| SHORT TASK |
Reproduce the Oasis House excerpt below in full, word for word.

DOCUMENT EXCERPT start

This is the only accommodation of its kind in the area, with Oasis House, Northampton, providing accommodation and support for 58 people who are at risk of rough sleeping with low to medium needs.

Cllr Rosie Herring, cabinet member for housing, said: "This service will effectively provide a wraparound service which not only addresses homelessness prevention but also aims to improve individuals’ wider personal circumstances and quality of life.

"To achieve this, we want to work with stakeholders and people with a lived experience of homelessness and rough sleeping to co-produce a service that meets the existing and future needs of users."

'The tip of an iceberg'

Cllr Sally Beardsworth said she was "concerned" that the project might present an "uphill struggle" of reintegrating rough sleepers back into independent living. She referred to existing residents at Oasis House who were supposed to "move in, get help, stay there for six months and then move on".

She continued: "That hasn’t happened- people have been there up to three years. It hasn’t done the job that it was supposed to do, which was to enable people to live a better life, get over their addictions and move on and become housed.

"I’m a little bit sceptical because I really have concerns that unless we get the right people in there you’re going find an uphill struggle."

DOCUMENT EXCERPT end
ITEMS start

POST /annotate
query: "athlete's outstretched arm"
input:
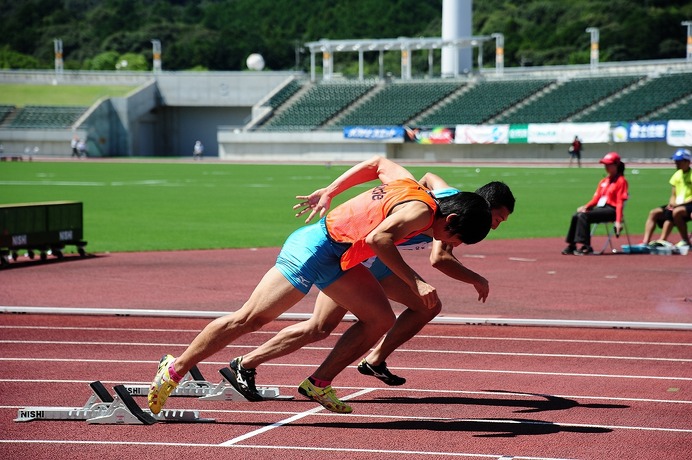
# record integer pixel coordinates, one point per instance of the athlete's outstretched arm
(374, 168)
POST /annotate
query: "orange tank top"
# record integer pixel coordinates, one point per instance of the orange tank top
(353, 220)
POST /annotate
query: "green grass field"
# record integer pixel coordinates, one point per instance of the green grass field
(22, 94)
(131, 206)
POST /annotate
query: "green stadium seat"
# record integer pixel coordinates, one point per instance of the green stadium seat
(635, 105)
(397, 103)
(46, 117)
(569, 98)
(321, 102)
(482, 101)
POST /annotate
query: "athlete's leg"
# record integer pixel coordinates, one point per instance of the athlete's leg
(407, 324)
(360, 293)
(325, 318)
(272, 296)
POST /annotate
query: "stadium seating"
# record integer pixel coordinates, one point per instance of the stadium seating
(679, 112)
(567, 99)
(635, 105)
(284, 93)
(481, 102)
(398, 102)
(5, 111)
(46, 117)
(319, 103)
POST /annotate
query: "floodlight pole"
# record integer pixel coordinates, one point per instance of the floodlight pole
(594, 46)
(156, 52)
(57, 46)
(327, 63)
(499, 53)
(689, 39)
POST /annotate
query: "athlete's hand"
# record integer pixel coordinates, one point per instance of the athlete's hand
(428, 294)
(317, 202)
(483, 289)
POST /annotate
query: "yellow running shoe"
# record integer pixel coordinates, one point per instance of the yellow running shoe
(162, 386)
(325, 396)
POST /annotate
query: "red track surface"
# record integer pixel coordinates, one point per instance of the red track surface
(472, 391)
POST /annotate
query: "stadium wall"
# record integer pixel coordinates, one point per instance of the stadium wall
(236, 145)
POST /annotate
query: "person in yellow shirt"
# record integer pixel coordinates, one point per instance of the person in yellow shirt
(678, 211)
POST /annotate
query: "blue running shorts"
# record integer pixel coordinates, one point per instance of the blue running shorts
(310, 257)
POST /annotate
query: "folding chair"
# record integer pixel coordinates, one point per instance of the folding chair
(610, 232)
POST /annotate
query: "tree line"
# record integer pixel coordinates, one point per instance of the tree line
(220, 34)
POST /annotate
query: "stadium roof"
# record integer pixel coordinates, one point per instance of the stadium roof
(403, 44)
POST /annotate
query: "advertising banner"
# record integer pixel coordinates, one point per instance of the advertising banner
(636, 132)
(518, 134)
(482, 134)
(563, 133)
(439, 135)
(679, 133)
(374, 132)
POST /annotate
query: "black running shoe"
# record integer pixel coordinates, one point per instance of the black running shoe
(569, 250)
(380, 372)
(244, 381)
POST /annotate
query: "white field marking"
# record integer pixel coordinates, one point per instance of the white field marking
(299, 416)
(479, 371)
(279, 448)
(450, 352)
(387, 389)
(53, 183)
(418, 336)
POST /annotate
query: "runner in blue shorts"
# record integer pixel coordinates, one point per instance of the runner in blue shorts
(372, 223)
(328, 314)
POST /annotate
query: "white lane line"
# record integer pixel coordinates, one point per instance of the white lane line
(419, 336)
(479, 371)
(459, 320)
(278, 448)
(389, 389)
(450, 352)
(290, 419)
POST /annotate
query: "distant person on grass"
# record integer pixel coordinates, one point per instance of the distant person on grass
(678, 211)
(606, 205)
(574, 150)
(329, 255)
(197, 151)
(328, 314)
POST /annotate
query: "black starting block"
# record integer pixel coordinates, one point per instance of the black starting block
(194, 384)
(104, 409)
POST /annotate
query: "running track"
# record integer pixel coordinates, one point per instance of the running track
(482, 392)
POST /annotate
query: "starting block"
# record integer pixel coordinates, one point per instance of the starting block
(102, 408)
(193, 384)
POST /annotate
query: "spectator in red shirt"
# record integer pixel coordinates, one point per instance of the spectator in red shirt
(605, 206)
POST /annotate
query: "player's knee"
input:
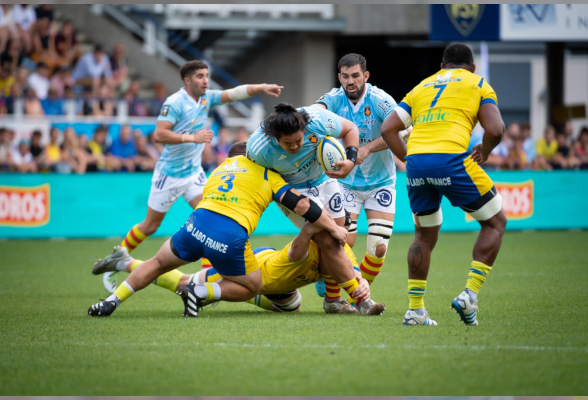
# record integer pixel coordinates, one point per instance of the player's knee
(379, 232)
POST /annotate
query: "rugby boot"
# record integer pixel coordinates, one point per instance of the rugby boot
(417, 317)
(369, 307)
(339, 307)
(102, 309)
(466, 307)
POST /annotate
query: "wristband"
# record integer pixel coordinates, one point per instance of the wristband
(351, 153)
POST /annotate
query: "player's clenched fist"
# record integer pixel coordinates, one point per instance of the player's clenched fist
(203, 136)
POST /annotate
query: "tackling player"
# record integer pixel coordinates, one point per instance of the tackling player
(371, 184)
(182, 127)
(235, 196)
(444, 109)
(286, 142)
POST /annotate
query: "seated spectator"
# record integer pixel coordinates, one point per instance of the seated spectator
(61, 79)
(66, 43)
(71, 154)
(51, 155)
(6, 80)
(145, 159)
(119, 66)
(39, 80)
(123, 149)
(5, 150)
(25, 18)
(32, 104)
(36, 144)
(91, 68)
(13, 55)
(22, 159)
(53, 105)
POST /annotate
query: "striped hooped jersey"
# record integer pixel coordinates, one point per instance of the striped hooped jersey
(300, 170)
(368, 114)
(188, 116)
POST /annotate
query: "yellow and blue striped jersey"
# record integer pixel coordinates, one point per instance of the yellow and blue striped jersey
(444, 109)
(241, 190)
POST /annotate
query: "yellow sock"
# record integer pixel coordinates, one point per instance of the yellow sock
(333, 291)
(371, 267)
(416, 294)
(477, 276)
(349, 287)
(124, 291)
(262, 302)
(133, 239)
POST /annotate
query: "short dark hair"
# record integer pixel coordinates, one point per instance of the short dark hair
(237, 149)
(351, 59)
(286, 120)
(458, 54)
(190, 67)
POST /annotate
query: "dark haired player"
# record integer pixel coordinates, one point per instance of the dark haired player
(371, 184)
(181, 126)
(443, 110)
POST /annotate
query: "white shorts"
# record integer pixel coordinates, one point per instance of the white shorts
(326, 195)
(165, 190)
(379, 199)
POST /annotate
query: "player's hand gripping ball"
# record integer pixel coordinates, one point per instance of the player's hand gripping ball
(328, 152)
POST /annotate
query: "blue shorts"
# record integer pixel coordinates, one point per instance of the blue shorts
(429, 177)
(220, 239)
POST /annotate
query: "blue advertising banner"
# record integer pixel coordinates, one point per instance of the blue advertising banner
(104, 205)
(465, 22)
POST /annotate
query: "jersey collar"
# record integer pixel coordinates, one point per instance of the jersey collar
(356, 107)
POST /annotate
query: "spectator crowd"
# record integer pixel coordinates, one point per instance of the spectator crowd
(41, 61)
(67, 152)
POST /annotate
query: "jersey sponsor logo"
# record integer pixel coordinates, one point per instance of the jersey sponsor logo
(431, 116)
(384, 197)
(517, 199)
(336, 202)
(24, 207)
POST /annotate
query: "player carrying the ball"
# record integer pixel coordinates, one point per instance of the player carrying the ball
(444, 109)
(371, 184)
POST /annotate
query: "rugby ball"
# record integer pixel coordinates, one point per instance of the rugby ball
(328, 152)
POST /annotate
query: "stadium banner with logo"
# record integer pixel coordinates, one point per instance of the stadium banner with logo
(105, 205)
(544, 22)
(469, 22)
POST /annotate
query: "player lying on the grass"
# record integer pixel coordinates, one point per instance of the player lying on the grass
(235, 196)
(181, 126)
(283, 271)
(286, 142)
(371, 184)
(444, 109)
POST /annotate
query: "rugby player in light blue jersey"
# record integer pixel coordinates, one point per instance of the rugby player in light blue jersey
(182, 127)
(371, 184)
(286, 142)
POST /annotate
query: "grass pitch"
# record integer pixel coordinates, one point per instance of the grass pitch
(531, 339)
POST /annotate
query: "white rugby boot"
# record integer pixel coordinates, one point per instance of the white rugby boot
(466, 307)
(417, 317)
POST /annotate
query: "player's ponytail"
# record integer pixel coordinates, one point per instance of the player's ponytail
(286, 120)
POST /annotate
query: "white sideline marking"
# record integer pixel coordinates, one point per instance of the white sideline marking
(336, 346)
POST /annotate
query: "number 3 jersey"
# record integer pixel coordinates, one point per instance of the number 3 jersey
(242, 190)
(188, 116)
(444, 110)
(368, 113)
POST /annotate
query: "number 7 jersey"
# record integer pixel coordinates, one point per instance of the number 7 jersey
(444, 110)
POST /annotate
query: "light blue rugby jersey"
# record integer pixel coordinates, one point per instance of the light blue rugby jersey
(300, 170)
(188, 116)
(368, 114)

ITEMS end

| OUTPUT OF THE EXERCISE |
This is the only accommodation of its kind in the area, with Oasis House, Northampton, providing accommodation and support for 58 people who are at risk of rough sleeping with low to medium needs.

Cllr Rosie Herring, cabinet member for housing, said: "This service will effectively provide a wraparound service which not only addresses homelessness prevention but also aims to improve individuals’ wider personal circumstances and quality of life.

"To achieve this, we want to work with stakeholders and people with a lived experience of homelessness and rough sleeping to co-produce a service that meets the existing and future needs of users."

'The tip of an iceberg'

Cllr Sally Beardsworth said she was "concerned" that the project might present an "uphill struggle" of reintegrating rough sleepers back into independent living. She referred to existing residents at Oasis House who were supposed to "move in, get help, stay there for six months and then move on".

She continued: "That hasn’t happened- people have been there up to three years. It hasn’t done the job that it was supposed to do, which was to enable people to live a better life, get over their addictions and move on and become housed.

"I’m a little bit sceptical because I really have concerns that unless we get the right people in there you’re going find an uphill struggle."